QUOTED PASSAGE
+ + + + + + +

Moving in 5 years, Would you buy a house?

Anonymous
Depends on how sure you are about moving. My DH and I were moving "next year" for five years before we actually did it.
Anonymous
Anonymous wrote:Yes. Prices probably won't get this low again. Five years is a long time. And if you don't want to sell you can use it as a rental/investment property. The rental market here is very good.


Is the rental market still "very good" around here? It seems like there are for rent signs in lots of neighborhoods.
Anonymous
I am going to disagree and give you some numbers to play with.....
Assumption - you purchase a house for $500,000
You put $100,000 down
You get a 30 year loan at 5% so your monthly payment (mortgage only) is $2,147

Additional assumptions - your federal tax rate is 25%

An estimate of mortgage interest is $19,000 / year over 5 years
The tax benefit of this each year is $4,750

Equity - over 5 years of mortgage payments you will have built up $35,000 of equity.
Assumption: Historically, housing has appreciated 4% a year - using this figure, your $500,000 home would appreciate to $585,000 in 5 years

So:
In 5 years you will have had -
$23,750 tax benefit from mortgage
$35,000 equity
$85,000 appreciation

And it will cost you
$15,000 in closing costs to buy (3% of 500,000 note: in this mkt you may be able to negotiate some of these)
$43,900 in closing costs to sell (7.5% of 585,000)

In addition - if you took the $100,000 that you put down for a deposit, you could have earned $$ on this - but that is another more complicated evaluation.

BUT - I think it is worth looking into



Anonymous
Anonymous wrote:I am going to disagree and give you some numbers to play with.....
Assumption - you purchase a house for $500,000
You put $100,000 down
You get a 30 year loan at 5% so your monthly payment (mortgage only) is $2,147

Additional assumptions - your federal tax rate is 25%

An estimate of mortgage interest is $19,000 / year over 5 years
The tax benefit of this each year is $4,750

Equity - over 5 years of mortgage payments you will have built up $35,000 of equity.
Assumption: Historically, housing has appreciated 4% a year - using this figure, your $500,000 home would appreciate to $585,000 in 5 years

So:
In 5 years you will have had -
$23,750 tax benefit from mortgage
$35,000 equity
$85,000 appreciation

And it will cost you
$15,000 in closing costs to buy (3% of 500,000 note: in this mkt you may be able to negotiate some of these)
$43,900 in closing costs to sell (7.5% of 585,000)

In addition - if you took the $100,000 that you put down for a deposit, you could have earned $$ on this - but that is another more complicated evaluation.

BUT - I think it is worth looking into





Also need to compare what you would pay over the same period in rent. You might be able to rent the same house for less (not sure if this is as true now as it was in the last couple of years.

+ + + + + + +

REQUEST
Write out verbatim the portion of the forum thread on buying a house before a planned move, starting at "Also need to" and ending at "couple of years.". The material placed after this point is not required.

+ + + + + + +

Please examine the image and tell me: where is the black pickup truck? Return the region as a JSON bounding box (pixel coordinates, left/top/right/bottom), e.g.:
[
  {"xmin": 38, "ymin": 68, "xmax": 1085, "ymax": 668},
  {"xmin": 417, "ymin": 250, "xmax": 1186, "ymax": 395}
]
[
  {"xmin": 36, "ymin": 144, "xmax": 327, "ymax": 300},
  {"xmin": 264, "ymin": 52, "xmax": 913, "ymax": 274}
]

+ + + + + + +

EXERCISE ANSWER
Also need to compare what you would pay over the same period in rent. You might be able to rent the same house for less (not sure if this is as true now as it was in the last couple of years.